## TASKS TO COMPLETE
A. Return the passage of the rsyslog mailing list message from "8. move these" up to and including "the queue slots)", copied word for word.
B. In the records, rewrite the lines from the line with "Target: <item>badlands terrain</item>" up to and including the last line of the records, changing "wooden chair" to "folding chair" and leaving everything else as it is. Give only those lines.

On Thu, 3 Jul 2014, Masuda, Bond wrote:

Date: Thu, 3 Jul 2014 07:55:15 +0000
From: "Masuda, Bond" <[email protected]>
Reply-To: rsyslog-users <[email protected]>
To: rsyslog-users <[email protected]>
Subject: Re: [rsyslog] question on reliability of message processing

Thanks David & RobertM for your replies. impstats definitely looks like it 
would help me understand what's going on - will use that tomorrow and repeat the 
load tests.



As for rsyslog, using version 8.2.1 on RHEL 6.5 64bit.

good



When you say disable DNS look ups, you mean running with -x option, yes?


yes


As for what i'm doing with logs, it goes like this (pulling out the relevant parts from multiple files and internal hostnames sanitized):



input(type="imudp" port="514" ruleset="MainRoutingEngine")



ruleset(name="MainRoutingEngine"

       queue.type="fixedArray"

       queue.size="250000"

       queue.dequeueBatchSize="4096"

       queue.workerThreads="4"

this is frequently a mistake, it turns out that having too many workers can be as bad as too few, as the contention between the workers slows things down

       queue.workerThreadMinimumMessages="60000"

       ) {

       call DataArchiving

       #call DataForwarding

}



ruleset(name="DataArchiving"

       queue.type="fixedArray"

       queue.size="250000"

       queue.dequeueBatchSize="4096"

       queue.workerThreads="4"

       queue.workerThreadMinimumMessages="60000"

       ) {


having the main queue do nothing but put the message in a second queue also ends up being one of those things that can cause problems.

what ends up happening is that your mutliple main worker threads are in a loop

1. lock the main queue

2. is there anything in the main queue

3. if so grab up to batchsize messages

4. unlock the main queue

5. lock the action queue

6. reserve slots in the action queue for the number of messages in this batch

7. unlock the action queue

8. move these messages to the action queue

9. lock the action queue

10. mark the messages as being completely in the action queue

11. unlock the action queue

12. lock the main queue

13. mark the messages as being processed (freeing the queue slots)

## EXCERPTED DATA
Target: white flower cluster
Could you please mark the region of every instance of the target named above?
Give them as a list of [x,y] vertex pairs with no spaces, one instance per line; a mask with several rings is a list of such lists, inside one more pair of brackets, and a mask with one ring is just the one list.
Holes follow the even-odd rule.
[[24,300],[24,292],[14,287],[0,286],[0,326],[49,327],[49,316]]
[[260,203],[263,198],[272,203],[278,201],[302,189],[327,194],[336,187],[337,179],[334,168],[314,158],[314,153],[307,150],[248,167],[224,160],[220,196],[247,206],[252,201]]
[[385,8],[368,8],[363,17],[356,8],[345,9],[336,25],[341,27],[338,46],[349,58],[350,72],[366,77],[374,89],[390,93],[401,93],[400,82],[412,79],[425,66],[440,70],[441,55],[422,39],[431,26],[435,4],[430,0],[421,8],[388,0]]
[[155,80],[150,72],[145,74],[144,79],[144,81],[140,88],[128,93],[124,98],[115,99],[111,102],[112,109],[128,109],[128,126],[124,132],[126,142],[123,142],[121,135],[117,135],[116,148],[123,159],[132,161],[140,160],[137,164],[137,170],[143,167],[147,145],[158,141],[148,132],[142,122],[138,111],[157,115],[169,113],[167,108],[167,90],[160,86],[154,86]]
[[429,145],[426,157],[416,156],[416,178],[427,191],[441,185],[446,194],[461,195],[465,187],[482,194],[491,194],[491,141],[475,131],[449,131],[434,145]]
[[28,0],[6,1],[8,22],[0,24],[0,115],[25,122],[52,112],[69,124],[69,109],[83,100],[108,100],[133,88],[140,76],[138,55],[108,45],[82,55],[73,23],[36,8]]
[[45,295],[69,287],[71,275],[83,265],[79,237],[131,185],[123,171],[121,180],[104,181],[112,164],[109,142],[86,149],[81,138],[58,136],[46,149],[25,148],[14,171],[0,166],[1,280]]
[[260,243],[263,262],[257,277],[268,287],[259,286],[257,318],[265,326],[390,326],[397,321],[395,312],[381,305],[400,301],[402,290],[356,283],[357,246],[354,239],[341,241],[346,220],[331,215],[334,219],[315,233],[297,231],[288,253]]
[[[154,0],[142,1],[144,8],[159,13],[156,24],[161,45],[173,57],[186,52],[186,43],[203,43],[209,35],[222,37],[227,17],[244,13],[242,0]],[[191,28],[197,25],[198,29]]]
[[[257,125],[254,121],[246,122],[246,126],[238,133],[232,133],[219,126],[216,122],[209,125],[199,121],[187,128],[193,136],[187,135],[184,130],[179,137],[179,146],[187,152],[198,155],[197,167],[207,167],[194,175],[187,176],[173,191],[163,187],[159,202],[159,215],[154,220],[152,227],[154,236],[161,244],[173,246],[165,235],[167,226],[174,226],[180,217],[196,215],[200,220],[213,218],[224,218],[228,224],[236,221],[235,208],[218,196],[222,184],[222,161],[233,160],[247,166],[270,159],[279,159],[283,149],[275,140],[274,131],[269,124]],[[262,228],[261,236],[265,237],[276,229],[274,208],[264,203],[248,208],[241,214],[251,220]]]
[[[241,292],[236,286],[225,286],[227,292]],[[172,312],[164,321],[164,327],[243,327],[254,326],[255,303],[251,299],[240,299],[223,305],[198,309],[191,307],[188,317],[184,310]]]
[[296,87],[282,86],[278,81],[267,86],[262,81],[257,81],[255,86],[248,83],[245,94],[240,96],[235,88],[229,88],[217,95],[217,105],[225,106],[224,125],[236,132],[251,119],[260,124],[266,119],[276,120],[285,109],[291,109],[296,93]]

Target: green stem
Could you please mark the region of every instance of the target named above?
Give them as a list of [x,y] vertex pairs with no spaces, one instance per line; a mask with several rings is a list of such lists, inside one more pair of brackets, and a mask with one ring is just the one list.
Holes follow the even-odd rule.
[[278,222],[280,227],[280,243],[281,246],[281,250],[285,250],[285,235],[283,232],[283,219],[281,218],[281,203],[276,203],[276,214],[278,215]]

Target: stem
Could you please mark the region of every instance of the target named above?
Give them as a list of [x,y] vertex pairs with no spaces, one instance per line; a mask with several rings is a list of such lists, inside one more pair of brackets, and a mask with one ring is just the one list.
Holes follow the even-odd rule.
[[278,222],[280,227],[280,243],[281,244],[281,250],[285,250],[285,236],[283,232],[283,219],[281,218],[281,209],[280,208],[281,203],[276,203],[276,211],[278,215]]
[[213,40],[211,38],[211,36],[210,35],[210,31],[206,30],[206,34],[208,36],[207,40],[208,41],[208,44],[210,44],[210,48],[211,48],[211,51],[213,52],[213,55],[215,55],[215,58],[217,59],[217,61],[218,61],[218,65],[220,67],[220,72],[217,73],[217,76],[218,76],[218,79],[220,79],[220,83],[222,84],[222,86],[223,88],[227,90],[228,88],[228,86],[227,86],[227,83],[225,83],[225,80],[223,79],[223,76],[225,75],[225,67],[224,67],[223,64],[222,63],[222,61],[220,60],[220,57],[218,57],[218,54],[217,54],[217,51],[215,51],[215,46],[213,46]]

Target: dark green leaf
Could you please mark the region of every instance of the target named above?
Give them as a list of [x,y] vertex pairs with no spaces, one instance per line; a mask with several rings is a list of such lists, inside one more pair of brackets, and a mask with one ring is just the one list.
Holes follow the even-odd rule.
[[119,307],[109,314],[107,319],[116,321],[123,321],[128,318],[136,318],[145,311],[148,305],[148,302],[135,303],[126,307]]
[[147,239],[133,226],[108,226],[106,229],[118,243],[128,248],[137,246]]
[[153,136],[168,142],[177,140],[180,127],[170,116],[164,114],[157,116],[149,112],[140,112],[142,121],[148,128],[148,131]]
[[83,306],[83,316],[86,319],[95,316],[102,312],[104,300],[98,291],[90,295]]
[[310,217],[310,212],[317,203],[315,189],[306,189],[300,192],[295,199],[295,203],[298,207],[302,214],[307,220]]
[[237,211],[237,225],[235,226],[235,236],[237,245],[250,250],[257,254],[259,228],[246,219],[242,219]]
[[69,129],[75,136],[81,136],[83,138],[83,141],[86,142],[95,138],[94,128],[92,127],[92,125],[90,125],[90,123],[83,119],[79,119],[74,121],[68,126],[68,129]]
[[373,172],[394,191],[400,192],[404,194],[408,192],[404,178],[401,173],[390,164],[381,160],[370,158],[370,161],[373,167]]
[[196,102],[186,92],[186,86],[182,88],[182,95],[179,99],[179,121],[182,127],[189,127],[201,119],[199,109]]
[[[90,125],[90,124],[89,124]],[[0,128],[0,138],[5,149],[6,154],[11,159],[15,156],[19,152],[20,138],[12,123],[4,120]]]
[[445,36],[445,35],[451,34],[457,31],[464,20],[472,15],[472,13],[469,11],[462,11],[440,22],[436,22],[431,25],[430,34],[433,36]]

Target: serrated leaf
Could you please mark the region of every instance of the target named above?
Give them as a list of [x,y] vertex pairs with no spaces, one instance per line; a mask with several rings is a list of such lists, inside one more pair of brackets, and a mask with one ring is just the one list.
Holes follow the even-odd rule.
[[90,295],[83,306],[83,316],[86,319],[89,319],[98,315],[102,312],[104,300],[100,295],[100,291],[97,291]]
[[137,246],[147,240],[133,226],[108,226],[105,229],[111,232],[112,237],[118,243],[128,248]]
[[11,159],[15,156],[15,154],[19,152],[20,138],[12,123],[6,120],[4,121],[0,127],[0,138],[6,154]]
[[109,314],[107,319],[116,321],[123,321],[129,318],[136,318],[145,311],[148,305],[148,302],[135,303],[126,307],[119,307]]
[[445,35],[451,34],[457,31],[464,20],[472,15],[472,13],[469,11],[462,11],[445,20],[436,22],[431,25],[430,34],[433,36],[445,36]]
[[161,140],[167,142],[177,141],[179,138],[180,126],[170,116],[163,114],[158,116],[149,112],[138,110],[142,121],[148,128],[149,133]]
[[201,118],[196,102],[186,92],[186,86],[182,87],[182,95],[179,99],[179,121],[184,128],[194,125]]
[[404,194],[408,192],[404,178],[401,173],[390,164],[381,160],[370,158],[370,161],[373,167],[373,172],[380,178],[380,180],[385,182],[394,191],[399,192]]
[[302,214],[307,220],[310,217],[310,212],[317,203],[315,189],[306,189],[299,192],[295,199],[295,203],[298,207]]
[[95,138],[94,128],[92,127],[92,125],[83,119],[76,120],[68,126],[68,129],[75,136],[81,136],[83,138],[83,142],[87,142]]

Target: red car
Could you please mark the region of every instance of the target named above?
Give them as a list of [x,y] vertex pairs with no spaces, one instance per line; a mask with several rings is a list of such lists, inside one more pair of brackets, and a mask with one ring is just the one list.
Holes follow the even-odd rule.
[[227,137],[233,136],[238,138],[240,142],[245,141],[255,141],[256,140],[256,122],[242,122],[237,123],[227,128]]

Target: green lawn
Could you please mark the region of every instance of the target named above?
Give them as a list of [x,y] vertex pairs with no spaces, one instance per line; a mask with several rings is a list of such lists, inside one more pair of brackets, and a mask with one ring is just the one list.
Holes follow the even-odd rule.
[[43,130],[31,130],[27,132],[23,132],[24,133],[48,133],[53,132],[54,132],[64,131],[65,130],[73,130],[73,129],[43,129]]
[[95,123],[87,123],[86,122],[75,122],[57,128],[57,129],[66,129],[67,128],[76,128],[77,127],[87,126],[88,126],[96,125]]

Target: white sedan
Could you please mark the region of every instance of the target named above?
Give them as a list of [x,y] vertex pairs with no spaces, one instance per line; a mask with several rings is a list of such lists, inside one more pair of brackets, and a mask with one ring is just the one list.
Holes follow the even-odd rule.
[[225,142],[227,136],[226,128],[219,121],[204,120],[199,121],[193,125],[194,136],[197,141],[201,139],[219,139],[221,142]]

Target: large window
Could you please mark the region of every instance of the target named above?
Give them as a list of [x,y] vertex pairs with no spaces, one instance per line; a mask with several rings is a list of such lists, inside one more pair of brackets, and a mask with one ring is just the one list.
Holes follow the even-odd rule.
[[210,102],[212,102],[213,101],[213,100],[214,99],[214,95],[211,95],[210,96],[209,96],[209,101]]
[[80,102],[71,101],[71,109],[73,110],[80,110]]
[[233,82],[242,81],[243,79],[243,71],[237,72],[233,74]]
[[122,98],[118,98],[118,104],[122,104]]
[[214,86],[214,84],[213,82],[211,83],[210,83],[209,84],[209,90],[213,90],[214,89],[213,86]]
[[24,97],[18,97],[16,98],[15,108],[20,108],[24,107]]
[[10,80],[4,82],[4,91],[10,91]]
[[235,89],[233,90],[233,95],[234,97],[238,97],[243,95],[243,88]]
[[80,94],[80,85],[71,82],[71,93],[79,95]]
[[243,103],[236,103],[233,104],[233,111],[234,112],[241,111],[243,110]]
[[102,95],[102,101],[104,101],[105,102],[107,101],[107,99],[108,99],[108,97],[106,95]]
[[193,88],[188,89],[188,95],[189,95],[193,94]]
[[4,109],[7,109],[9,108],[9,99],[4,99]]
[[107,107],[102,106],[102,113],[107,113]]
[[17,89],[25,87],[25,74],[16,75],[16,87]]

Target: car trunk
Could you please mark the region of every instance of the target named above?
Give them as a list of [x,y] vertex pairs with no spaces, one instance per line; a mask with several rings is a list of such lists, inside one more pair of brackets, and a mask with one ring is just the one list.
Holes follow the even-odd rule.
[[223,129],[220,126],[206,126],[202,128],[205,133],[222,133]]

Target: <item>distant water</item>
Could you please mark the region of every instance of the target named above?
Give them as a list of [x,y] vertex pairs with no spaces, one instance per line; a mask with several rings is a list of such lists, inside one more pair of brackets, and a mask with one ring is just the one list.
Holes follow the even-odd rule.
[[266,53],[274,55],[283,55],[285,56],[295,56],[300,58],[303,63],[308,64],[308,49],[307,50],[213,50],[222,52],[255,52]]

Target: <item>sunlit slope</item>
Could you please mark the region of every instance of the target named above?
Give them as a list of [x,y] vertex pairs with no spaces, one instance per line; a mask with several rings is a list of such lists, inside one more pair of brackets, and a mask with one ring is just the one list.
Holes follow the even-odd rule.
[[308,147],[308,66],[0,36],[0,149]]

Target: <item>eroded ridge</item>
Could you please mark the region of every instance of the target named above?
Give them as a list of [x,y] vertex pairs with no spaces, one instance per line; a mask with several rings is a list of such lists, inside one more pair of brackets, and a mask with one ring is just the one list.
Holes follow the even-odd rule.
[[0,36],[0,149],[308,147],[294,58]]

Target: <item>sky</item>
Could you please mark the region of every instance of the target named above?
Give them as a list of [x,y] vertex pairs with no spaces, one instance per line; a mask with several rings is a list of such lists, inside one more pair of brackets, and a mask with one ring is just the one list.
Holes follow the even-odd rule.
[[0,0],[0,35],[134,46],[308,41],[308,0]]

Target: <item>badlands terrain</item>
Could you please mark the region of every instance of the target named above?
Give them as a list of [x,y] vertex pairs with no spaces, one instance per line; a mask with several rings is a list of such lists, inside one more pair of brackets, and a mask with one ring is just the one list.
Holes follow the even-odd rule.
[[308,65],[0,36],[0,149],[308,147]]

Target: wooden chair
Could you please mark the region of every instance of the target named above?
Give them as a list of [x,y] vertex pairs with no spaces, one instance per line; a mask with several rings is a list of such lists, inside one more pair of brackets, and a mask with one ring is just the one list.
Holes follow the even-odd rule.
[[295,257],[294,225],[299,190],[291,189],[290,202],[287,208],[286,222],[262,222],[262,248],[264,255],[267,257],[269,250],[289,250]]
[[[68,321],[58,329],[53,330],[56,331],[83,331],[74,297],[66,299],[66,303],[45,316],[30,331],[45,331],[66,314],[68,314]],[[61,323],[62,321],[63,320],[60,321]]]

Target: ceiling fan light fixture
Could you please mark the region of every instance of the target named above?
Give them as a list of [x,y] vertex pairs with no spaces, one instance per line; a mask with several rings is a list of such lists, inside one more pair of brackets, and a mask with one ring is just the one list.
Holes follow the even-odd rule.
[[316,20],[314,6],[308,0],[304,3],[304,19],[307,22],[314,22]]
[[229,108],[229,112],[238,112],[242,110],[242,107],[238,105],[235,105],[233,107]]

## ANSWERS IN ORDER
A.
8. move these messages to the action queue

9. lock the action queue

10. mark the messages as being completely in the action queue

11. unlock the action queue

12. lock the main queue

13. mark the messages as being processed (freeing the queue slots)

B.
Target: <item>badlands terrain</item>
Could you please mark the region of every instance of the target named above?
Give them as a list of [x,y] vertex pairs with no spaces, one instance per line; a mask with several rings is a list of such lists, inside one more pair of brackets, and a mask with one ring is just the one list.
Holes follow the even-odd rule.
[[308,65],[0,36],[0,149],[308,147]]

Target: folding chair
Could you please mark the region of every instance of the target named above?
Give them as a list of [x,y] vertex pairs with no spaces, one instance per line; a mask with several rings is a list of such lists, inside one more pair of brackets, and a mask with one ring is just the one list.
Holes follow the even-odd rule.
[[295,257],[294,225],[299,190],[291,189],[290,202],[287,208],[286,222],[262,222],[262,248],[264,255],[267,257],[269,250],[289,250]]
[[[68,321],[58,329],[53,330],[56,331],[83,331],[74,297],[66,299],[66,303],[45,316],[30,331],[45,331],[66,314],[68,314]],[[61,323],[62,321],[63,320],[60,321]]]

Target: ceiling fan light fixture
Could you please mark the region of every instance of the target named above?
Give them as a list of [x,y] vertex pairs with no spaces, one instance per line; a mask with several rings is a list of such lists, inside one more pair of brackets, and a mask with one ring is just the one list.
Holes follow the even-odd rule.
[[316,20],[314,6],[308,0],[304,3],[304,19],[307,22],[314,22]]
[[229,108],[229,112],[238,112],[242,110],[242,107],[238,105],[235,105],[233,107]]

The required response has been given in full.